(ENUNCIADO)
Extrae y reproduce sin cambios el tramo de los ítems que va desde el comienzo hasta la línea que contiene "xmin=18 ymin=29 xmax=106 ymax=55", con ambos extremos incluidos.

── LISTADO DE DATOS ──

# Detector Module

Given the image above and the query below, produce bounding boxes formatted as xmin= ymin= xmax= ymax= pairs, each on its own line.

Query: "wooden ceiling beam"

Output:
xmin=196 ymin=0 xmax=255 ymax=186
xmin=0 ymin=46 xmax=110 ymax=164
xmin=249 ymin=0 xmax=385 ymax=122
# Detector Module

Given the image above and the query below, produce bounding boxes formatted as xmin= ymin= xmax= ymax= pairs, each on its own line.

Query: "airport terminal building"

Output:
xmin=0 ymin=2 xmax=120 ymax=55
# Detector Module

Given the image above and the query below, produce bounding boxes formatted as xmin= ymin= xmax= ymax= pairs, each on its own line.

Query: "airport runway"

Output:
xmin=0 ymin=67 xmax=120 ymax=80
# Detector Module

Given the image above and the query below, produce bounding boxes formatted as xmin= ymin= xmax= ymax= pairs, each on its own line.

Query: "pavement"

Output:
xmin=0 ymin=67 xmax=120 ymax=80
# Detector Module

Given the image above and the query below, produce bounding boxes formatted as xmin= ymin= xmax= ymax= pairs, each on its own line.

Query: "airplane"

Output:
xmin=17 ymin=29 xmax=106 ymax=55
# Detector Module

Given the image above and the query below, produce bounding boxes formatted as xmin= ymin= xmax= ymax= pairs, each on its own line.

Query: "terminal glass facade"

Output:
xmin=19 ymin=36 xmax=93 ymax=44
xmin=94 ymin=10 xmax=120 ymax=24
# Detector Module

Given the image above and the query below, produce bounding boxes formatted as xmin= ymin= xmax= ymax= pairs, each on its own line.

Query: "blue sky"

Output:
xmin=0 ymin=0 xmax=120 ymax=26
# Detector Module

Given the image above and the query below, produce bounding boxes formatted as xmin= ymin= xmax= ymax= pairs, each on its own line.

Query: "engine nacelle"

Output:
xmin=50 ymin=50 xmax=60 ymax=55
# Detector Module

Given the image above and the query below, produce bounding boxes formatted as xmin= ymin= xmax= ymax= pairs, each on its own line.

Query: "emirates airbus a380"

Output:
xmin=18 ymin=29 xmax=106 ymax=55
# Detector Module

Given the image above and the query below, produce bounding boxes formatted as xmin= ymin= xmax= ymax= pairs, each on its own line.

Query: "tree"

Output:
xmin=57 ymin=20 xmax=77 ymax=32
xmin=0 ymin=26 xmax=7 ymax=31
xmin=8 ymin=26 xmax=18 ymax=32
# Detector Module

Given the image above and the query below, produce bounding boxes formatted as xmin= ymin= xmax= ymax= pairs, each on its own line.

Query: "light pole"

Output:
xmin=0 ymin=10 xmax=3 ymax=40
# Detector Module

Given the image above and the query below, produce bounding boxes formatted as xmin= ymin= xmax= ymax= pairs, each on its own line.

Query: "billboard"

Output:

───

(RESPUESTA)
# Detector Module

Given the image above and the query below, produce bounding boxes formatted as xmin= ymin= xmax= ymax= pairs, each on its own line.

Query: "wooden ceiling beam"

Output:
xmin=196 ymin=0 xmax=255 ymax=186
xmin=0 ymin=46 xmax=110 ymax=164
xmin=249 ymin=0 xmax=385 ymax=122
# Detector Module

Given the image above and the query below, produce bounding boxes formatted as xmin= ymin= xmax= ymax= pairs, each on its own line.

Query: "airport terminal building"

Output:
xmin=0 ymin=2 xmax=120 ymax=55
# Detector Module

Given the image above and the query below, produce bounding boxes formatted as xmin= ymin= xmax= ymax= pairs, each on its own line.

Query: "airport runway"

Output:
xmin=0 ymin=67 xmax=120 ymax=80
# Detector Module

Given the image above and the query below, produce bounding boxes formatted as xmin= ymin= xmax= ymax= pairs, each on its own line.

Query: "pavement"

Output:
xmin=0 ymin=67 xmax=120 ymax=80
# Detector Module

Given the image above and the query below, produce bounding boxes formatted as xmin= ymin= xmax= ymax= pairs, each on its own line.

Query: "airplane"

Output:
xmin=17 ymin=29 xmax=106 ymax=55
# Detector Module

Given the image above and the query below, produce bounding boxes formatted as xmin= ymin= xmax= ymax= pairs, each on its own line.

Query: "terminal glass facade"

Output:
xmin=19 ymin=36 xmax=93 ymax=44
xmin=94 ymin=10 xmax=120 ymax=24
# Detector Module

Given the image above and the query below, produce bounding boxes formatted as xmin= ymin= xmax= ymax= pairs, each on its own line.

Query: "blue sky"

Output:
xmin=0 ymin=0 xmax=120 ymax=26
# Detector Module

Given the image above and the query below, produce bounding boxes formatted as xmin= ymin= xmax= ymax= pairs, each on its own line.

Query: "engine nacelle"

Output:
xmin=50 ymin=50 xmax=60 ymax=55
# Detector Module

Given the image above and the query below, produce bounding boxes formatted as xmin= ymin= xmax= ymax= pairs, each on its own line.

Query: "emirates airbus a380"

Output:
xmin=18 ymin=29 xmax=106 ymax=55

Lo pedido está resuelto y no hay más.